[Start of section]

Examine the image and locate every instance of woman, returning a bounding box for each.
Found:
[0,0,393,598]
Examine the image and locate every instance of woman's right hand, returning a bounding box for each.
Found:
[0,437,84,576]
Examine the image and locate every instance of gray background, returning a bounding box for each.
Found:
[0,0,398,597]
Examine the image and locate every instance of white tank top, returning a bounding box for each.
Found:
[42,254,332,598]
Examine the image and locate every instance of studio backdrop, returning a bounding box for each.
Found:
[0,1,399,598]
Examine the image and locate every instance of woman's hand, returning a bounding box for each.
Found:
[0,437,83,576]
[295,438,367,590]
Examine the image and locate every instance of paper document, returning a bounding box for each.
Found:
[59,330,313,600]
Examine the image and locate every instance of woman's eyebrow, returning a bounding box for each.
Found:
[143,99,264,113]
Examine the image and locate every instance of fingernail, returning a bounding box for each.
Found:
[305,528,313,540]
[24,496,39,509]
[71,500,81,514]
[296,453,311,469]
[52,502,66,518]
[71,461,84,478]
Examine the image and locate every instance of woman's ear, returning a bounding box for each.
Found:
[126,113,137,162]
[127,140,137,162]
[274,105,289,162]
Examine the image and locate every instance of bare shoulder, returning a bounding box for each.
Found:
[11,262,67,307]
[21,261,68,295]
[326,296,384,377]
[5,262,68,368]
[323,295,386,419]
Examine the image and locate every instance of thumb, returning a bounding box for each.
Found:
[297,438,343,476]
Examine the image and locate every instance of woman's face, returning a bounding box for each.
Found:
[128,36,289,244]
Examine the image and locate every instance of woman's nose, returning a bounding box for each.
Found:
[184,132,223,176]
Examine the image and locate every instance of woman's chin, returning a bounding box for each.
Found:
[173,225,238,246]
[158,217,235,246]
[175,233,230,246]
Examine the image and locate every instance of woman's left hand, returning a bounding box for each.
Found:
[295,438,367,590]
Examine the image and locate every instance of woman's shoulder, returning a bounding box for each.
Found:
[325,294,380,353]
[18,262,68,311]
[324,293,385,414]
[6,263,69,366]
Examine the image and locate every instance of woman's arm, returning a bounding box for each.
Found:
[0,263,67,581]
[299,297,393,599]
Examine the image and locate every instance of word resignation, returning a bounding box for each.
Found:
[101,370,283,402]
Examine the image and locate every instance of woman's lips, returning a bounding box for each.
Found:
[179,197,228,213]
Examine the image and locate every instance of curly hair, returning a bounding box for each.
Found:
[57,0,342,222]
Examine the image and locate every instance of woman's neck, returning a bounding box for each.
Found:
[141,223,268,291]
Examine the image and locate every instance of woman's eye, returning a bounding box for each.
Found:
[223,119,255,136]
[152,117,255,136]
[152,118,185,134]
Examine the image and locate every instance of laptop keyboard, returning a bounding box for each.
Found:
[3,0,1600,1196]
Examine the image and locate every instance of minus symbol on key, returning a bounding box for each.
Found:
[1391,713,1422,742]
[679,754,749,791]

[End of section]

What is required: Transcribe the entries above, every line exactly as it reads.

Exercise output:
Examine the image and locate every instance of woman, returning a bounding box for each.
Found:
[0,0,393,598]
Examine the image and locate every instance of woman's right hand, returning a bounding box for each.
Found:
[0,437,84,576]
Examine the image and locate every instance of gray background, returning a bounding box for each.
Found:
[0,0,398,597]
Examine the image and locate every instance of white tank top, returning a bounding box for each.
Found:
[42,254,332,598]
Examine the image and locate every instance of studio backdrop, returning a bounding box for each.
Found:
[0,1,399,598]
Examine the image and locate every instance of woman's hand, returning a bounding box for each.
Found:
[0,437,83,576]
[295,438,367,590]
Examine the image and locate every instance of paper document, returning a bounding box for each.
Found:
[59,330,313,600]
Examine the image and locate every instance of woman's eyebrow, returning a bounding box for each.
Found:
[143,99,264,113]
Examine the image and locate every instance of fingernail, returning a bounding box for each.
Found:
[305,528,313,540]
[24,496,39,509]
[71,500,81,514]
[296,453,311,469]
[52,502,66,518]
[71,461,84,478]
Examine the image and locate every instance of woman's ear, returning a bounding box for each.
Found:
[126,113,137,162]
[127,140,137,162]
[274,105,289,162]
Examine the image and locate every instance of bare shoulder, returning a bounding box for each.
Found:
[11,262,67,307]
[21,261,68,295]
[326,296,384,377]
[5,262,68,368]
[323,295,386,419]
Examine the image and locate every instance of thumb, returning a bounding box for each.
Found:
[297,438,343,476]
Examine the image and locate every instance of woman's face, returning a bounding box for each.
Found:
[128,36,289,244]
Examine the image and locate every instance of woman's nose, returning a bounding box for each.
Found:
[184,132,223,176]
Examine the image and locate every instance of woman's chin, returning a bounding box for each.
Found:
[173,225,238,246]
[158,217,235,246]
[175,233,230,246]
Examine the image and locate every instance of woman's left hand, returning a bounding box for each.
Found:
[295,438,367,590]
Examine the image and locate every instance of woman's shoulder, returning a bounding box for each.
Found:
[325,294,380,353]
[18,262,68,311]
[324,293,385,414]
[6,263,69,366]
Examine the image and locate every instance of woman's arm, returning a bounding box for each.
Found:
[0,263,67,581]
[299,297,393,599]
Examine the image and locate every instance of word resignation, returning a bounding box for each.
Found:
[101,370,283,402]
Examine the image and locate every instance of woman's lips, returning a bounding box for each.
Found:
[179,197,228,213]
Examine the image and locate every instance of curly hair, returning a bounding box for each.
Found:
[57,0,342,222]
Examine the image and locate every instance of woman's neck, returning a bounding box for each.
Found:
[141,223,268,291]
Examine the image and locate every instance of woman's eye, returning a bounding box for each.
Found:
[223,119,255,136]
[152,117,255,136]
[152,118,185,134]
Examine the image and locate every instance of laptop keyboard, returning a bounding box for each.
Found:
[3,0,1600,1196]
Examine the image and locate every instance of minus symbol on key, returning a bounding box for each.
Found:
[1391,713,1422,742]
[679,754,749,791]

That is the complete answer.